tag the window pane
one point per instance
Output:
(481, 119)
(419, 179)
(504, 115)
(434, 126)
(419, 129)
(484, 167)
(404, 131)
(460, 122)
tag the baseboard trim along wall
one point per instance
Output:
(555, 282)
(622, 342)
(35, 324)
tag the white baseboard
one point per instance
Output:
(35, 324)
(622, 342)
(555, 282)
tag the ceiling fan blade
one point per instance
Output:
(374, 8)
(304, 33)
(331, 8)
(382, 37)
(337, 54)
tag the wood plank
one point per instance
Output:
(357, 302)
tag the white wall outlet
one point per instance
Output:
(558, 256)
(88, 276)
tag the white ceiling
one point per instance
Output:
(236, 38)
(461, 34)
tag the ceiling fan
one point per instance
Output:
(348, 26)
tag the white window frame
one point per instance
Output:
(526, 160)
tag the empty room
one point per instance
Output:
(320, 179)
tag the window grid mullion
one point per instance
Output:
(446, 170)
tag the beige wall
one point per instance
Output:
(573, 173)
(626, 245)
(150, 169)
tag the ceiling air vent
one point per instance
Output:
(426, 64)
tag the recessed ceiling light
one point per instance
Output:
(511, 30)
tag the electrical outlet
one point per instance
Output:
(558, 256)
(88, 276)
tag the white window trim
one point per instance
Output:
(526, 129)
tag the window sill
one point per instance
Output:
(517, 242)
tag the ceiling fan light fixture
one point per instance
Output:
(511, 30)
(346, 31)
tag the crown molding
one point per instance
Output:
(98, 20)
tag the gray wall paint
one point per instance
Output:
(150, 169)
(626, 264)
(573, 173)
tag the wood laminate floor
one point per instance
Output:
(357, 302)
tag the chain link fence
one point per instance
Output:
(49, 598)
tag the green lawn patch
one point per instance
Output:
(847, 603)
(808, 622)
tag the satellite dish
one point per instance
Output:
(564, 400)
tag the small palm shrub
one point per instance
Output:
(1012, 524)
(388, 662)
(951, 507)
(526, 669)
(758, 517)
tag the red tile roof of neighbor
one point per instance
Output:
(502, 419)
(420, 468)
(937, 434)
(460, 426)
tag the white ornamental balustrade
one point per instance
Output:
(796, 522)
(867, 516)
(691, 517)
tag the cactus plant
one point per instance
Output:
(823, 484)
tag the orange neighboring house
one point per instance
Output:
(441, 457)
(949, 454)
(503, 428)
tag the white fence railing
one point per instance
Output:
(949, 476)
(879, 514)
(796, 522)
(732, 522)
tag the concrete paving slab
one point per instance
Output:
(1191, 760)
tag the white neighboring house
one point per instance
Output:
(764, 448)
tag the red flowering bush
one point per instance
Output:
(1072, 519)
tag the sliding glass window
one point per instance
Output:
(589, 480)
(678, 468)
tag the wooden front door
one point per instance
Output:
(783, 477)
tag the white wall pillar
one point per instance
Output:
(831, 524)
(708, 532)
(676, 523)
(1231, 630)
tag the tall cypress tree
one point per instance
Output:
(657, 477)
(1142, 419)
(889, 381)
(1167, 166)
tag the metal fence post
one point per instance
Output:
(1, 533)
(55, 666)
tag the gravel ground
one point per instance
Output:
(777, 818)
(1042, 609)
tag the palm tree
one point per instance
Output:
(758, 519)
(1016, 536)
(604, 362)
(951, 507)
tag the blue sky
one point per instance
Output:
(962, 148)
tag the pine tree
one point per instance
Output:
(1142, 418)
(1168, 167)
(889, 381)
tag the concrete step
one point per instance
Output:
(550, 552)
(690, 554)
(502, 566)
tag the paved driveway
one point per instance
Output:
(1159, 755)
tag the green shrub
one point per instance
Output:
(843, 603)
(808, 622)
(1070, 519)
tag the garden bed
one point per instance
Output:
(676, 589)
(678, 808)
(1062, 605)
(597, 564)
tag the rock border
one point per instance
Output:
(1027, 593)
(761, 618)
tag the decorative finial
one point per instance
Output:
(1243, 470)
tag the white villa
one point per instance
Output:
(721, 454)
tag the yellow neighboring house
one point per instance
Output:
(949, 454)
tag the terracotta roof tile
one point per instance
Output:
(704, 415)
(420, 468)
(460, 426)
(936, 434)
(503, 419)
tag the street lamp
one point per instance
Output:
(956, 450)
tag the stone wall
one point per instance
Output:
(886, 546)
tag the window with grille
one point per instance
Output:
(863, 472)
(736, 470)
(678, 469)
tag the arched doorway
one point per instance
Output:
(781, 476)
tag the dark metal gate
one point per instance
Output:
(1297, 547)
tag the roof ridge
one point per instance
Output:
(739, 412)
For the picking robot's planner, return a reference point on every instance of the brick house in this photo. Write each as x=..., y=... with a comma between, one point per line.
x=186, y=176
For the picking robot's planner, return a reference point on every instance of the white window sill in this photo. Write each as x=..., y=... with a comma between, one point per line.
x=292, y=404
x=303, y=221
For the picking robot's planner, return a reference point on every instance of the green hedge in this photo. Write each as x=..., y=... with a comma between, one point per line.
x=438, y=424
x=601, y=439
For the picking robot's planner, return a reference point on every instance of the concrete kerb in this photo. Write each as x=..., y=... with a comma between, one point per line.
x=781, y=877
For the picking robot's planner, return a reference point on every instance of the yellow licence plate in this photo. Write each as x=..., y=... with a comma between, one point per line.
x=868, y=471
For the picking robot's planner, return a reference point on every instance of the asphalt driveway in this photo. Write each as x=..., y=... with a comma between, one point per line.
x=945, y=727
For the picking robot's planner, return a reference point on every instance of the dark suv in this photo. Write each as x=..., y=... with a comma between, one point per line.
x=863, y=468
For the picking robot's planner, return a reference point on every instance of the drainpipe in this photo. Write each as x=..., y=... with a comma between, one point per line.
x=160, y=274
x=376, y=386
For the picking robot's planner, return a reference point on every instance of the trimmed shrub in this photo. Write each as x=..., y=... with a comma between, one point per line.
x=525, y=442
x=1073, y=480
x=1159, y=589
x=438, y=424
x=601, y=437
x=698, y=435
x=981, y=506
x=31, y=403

Work to complete
Rewrite the records starting at the line containing "tag the garden bed" and ending at the line containing "x=945, y=727", both included, with their requests, adding 69 to every coordinate value in the answers.

Result of this exercise
tag the garden bed
one point per instance
Output:
(745, 658)
(747, 877)
(1131, 674)
(666, 633)
tag the rock border
one point per instance
Output:
(1096, 662)
(830, 687)
tag the decorative finial
one point per instance
Output:
(1312, 539)
tag the white villa
one point per instance
Output:
(790, 523)
tag the yellow neighboring house
one point per instance
Output:
(1018, 523)
tag the terracotta roof tile
one point per instance
Output:
(773, 484)
(489, 537)
(529, 495)
(1005, 503)
(572, 488)
tag the street lamp
one point per instance
Output:
(1025, 519)
tag the stone wall
one point per instance
Output:
(955, 615)
tag the window with grille
one point per instance
Output:
(932, 541)
(805, 539)
(747, 538)
tag the arched doorway
one point per instance
Output:
(850, 545)
tag the dark metal gate
one point per instance
Output:
(1366, 616)
tag the roof ridge
one point per instance
Output:
(808, 481)
For the picking robot's planner, return a reference point on every instance of the brick house in this photo. Write each as x=..., y=... with a comma between, one point per line.
x=255, y=245
For the picking robot's planner, return a reference point on every instance of the white window sill in this photo. Write each as x=..., y=... with a comma between, one point per line.
x=361, y=473
x=372, y=290
For the picking robot's planner, return a reference point on every instance of the green hedge in this photo. Write each as x=..., y=... with a comma between, one point per line.
x=507, y=493
x=670, y=508
For the picking robot's planner, return a reference point on every instance of the concrete kerb in this photo. Write each as x=..., y=... with a comma between, one point per line.
x=850, y=946
For the picking robot's planner, return a reference point on every instance of the yellow licence plate in this photo. Write each as x=..., y=... with a comma between, one point per line.
x=937, y=540
For the picking robot's planner, return a reference point on every instance of the asphalt driveway in this photo. Write each as x=..., y=... with a comma between, one point per line.
x=1014, y=796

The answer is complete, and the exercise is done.